TO DO
Starting with the first line and ending with the last, copy the entries word for word.

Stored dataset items
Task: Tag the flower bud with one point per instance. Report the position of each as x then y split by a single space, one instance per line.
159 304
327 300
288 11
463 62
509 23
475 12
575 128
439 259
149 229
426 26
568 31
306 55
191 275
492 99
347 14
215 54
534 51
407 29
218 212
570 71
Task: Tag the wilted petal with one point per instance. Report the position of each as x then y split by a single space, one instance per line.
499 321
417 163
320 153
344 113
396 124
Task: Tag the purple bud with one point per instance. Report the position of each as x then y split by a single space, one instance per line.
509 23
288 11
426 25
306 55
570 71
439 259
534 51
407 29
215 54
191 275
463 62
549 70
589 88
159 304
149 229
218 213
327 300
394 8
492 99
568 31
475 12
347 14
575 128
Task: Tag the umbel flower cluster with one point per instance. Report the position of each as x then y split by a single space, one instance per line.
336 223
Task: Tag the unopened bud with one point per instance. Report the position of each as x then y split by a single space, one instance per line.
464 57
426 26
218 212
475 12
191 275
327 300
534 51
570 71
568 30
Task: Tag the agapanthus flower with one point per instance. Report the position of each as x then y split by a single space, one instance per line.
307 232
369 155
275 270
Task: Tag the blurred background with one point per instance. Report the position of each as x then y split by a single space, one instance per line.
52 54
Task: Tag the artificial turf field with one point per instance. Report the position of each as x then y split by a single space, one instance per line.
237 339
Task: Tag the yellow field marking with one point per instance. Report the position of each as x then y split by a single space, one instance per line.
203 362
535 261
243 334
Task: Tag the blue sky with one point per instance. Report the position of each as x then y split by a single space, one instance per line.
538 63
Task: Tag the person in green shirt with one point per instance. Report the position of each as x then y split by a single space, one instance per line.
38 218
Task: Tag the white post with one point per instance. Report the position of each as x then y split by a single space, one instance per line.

WRITTEN ANSWER
Task: Tag the flower bud with one point per instance. Report the position of each as x then y split by a single space, one instance per line.
159 304
327 300
288 11
463 62
509 23
475 12
575 128
439 259
149 229
426 26
568 31
306 55
191 275
492 99
347 14
215 54
534 51
407 29
218 212
570 71
Task: Tag the wilted petal with one point per instance. Report the position of each as x then y split by a single space, one instance per line.
499 321
417 163
320 153
344 113
396 124
Task: Tag the purple bud with one point per instance. Report the position of each as x then y split by a single space, one instance per line.
509 23
288 11
426 25
306 55
570 71
439 259
534 51
407 29
215 54
191 275
463 62
549 70
589 88
159 304
149 229
218 213
327 300
394 8
492 99
568 31
475 12
347 14
575 128
Task: Tag the umbel flower cluster with one point per instance. Report the position of each as x then y split by a single space, one instance per line.
336 223
Task: Tag the unopened bud with one point per instance. Report the position of each as x then y split by a single space, one instance per line.
464 57
426 26
218 212
475 12
191 275
327 300
534 51
570 71
568 30
Task: Tag the agapanthus flower with one point per instance. Report the position of each as x then y split by a single space, one instance per line.
307 232
369 155
275 270
Task: Tag the blurred background with one point per instance. Report the position of each as x then y split by a single space, one instance per line.
52 54
Task: Tag the artificial turf field with one point per instance. Report the position of each as x then y split by a single space, one instance per line.
237 339
Task: Tag the yellow field marking with one point per instance. Report the position of each as x then y split by a single space, one instance per line.
203 362
535 261
243 334
Task: Tag the blue sky with one point per instance. Report the position of each as x then y split by a single space, one instance per line.
538 63
Task: Tag the person in green shirt with one point per instance. Report the position of each as x then y split by a single space, one instance per line.
38 218
Task: Tag the white post with one point per instance. Report the position of each as x then y split by a single space, one instance per line.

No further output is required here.